The city doesn’t seem to mind. Everyone’s too busy celebrating the opening of streets for pedestrians and the better use of streets for outdoor dining.
The joyous mood and renewed interaction notwithstanding, the reality of how the city plans to pay for all the changes from street redesign to cash assistance to small businesses and other initiatives is not very clear. Moving companies and real estate agents signal a trend of high net worth individuals moving away from the city. As of 2016 (and unlikely to have changed much) the revenue structure of the city relies on the top 1% taxpayers for 43.5% of its budget.
If the top 100 taxpayers decided to move away, the local budget would take a dip of $60 million. 23% of the city budget comes from taxes of only 3500 high net worth individuals. That is fucking thin ice. We need to realize how top-heavy that structure is and how dangerous it is to rely on such a tiny demographic for funding. If not for anything else, because they are the first who can afford to move wherever they want to. And we want them to stay.

_ _ _ _ _

## Stated goal a:
Reproduce the budget passage word for word from "The city doesn’t" to "of its budget.".
The budget passage and the rows that follow it are unrelated material.

_ _ _ _ _

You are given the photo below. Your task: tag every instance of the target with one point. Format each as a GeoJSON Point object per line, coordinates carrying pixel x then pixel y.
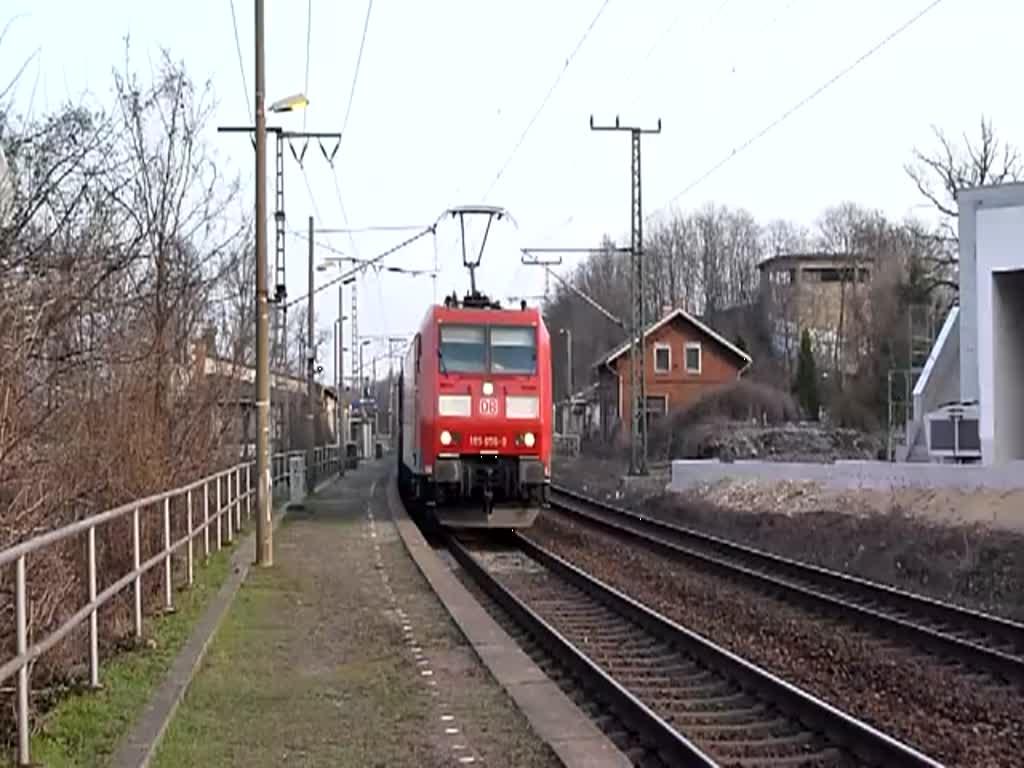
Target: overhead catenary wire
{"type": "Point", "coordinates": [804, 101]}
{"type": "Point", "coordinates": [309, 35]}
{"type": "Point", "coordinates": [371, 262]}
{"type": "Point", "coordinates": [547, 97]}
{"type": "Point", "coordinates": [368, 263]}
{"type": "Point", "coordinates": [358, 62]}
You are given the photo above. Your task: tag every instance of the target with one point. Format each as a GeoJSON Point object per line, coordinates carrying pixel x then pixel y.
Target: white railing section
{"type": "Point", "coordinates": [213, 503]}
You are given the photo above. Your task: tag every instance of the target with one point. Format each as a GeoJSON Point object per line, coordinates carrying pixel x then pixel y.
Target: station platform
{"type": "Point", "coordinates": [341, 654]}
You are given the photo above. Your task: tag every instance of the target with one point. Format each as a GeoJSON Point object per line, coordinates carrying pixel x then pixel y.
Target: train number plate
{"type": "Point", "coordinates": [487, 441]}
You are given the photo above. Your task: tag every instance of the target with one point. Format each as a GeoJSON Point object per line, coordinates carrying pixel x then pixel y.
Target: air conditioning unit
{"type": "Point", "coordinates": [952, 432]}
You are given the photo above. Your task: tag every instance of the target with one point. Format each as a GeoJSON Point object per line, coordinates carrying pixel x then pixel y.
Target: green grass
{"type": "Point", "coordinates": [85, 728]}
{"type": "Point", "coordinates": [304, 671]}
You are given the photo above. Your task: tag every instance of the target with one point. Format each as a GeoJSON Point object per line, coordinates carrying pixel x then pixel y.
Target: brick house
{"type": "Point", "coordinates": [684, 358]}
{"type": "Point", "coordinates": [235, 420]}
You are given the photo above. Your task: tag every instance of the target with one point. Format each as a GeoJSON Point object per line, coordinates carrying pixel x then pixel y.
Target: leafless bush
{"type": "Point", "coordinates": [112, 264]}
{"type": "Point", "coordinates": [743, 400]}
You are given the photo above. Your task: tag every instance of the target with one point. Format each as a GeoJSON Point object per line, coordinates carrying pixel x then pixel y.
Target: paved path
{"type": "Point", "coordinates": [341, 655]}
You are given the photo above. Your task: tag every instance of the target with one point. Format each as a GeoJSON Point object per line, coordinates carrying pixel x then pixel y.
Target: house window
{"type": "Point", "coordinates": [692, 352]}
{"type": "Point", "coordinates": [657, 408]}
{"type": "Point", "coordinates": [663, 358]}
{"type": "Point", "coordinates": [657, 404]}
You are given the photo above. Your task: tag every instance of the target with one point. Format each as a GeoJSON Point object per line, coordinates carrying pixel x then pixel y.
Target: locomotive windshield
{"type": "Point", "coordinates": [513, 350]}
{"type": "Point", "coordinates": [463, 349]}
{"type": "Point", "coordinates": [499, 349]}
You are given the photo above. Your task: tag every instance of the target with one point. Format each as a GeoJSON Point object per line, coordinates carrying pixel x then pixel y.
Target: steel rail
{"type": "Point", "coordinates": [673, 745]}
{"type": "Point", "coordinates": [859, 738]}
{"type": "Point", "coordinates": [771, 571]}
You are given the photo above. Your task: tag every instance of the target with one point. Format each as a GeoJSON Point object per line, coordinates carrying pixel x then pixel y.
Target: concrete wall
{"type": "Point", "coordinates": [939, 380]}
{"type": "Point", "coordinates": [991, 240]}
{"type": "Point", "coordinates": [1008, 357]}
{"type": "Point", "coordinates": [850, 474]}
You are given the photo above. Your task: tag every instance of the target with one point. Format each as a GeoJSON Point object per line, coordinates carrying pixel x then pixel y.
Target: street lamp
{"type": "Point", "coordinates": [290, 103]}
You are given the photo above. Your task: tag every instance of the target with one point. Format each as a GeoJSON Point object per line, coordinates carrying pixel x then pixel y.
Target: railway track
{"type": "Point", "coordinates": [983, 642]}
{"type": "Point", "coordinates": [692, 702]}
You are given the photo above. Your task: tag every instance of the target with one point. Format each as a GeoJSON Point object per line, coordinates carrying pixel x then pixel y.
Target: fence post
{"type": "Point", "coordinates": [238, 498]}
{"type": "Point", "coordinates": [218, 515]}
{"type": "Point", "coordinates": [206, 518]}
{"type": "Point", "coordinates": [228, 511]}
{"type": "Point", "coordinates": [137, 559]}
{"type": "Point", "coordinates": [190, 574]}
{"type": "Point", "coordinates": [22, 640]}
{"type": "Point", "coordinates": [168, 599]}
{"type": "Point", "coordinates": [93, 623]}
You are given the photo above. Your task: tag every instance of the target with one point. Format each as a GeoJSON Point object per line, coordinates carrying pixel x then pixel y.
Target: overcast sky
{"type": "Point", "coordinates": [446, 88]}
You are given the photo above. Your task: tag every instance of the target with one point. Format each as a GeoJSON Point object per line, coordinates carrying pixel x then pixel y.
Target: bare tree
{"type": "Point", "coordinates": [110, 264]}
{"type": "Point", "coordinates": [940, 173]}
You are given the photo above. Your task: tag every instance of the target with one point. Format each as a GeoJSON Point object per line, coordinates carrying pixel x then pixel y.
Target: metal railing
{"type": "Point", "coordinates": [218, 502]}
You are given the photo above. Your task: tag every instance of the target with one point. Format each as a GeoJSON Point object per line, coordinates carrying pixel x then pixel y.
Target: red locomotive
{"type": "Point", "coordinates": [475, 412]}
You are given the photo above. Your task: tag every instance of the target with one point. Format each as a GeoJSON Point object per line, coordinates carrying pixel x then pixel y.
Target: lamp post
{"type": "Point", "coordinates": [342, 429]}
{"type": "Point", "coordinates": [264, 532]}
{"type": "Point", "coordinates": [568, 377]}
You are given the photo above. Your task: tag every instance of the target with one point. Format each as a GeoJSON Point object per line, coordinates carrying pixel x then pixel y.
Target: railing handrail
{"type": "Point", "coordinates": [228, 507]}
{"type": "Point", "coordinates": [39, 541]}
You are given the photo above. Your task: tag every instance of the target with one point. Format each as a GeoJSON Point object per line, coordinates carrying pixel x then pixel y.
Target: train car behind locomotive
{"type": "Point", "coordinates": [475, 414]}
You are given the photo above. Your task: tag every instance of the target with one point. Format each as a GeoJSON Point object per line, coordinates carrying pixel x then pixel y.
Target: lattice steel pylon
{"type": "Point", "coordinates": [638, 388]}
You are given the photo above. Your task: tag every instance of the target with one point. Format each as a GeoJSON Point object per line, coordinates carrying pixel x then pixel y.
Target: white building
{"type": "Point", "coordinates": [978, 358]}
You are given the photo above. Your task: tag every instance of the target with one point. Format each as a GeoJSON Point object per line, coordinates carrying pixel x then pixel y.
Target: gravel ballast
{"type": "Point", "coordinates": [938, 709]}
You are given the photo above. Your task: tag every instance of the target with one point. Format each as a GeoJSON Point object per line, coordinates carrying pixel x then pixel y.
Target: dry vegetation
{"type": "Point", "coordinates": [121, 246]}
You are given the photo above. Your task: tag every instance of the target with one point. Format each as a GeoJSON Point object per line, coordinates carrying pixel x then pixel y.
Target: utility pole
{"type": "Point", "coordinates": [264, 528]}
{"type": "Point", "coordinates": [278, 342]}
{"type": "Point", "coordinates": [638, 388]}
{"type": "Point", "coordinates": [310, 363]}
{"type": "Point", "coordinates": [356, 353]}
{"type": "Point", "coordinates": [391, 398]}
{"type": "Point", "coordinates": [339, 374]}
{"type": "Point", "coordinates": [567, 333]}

_ _ _ _ _

## Stated goal b:
Locate each line in the rows above that contains the string "house" and copy those lines out.

## Response a:
The city doesn’t seem to mind. Everyone’s too busy celebrating the opening of streets for pedestrians and the better use of streets for outdoor dining.
The joyous mood and renewed interaction notwithstanding, the reality of how the city plans to pay for all the changes from street redesign to cash assistance to small businesses and other initiatives is not very clear. Moving companies and real estate agents signal a trend of high net worth individuals moving away from the city. As of 2016 (and unlikely to have changed much) the revenue structure of the city relies on the top 1% taxpayers for 43.5% of its budget.

## Response b:
Target: brick house
Target: house window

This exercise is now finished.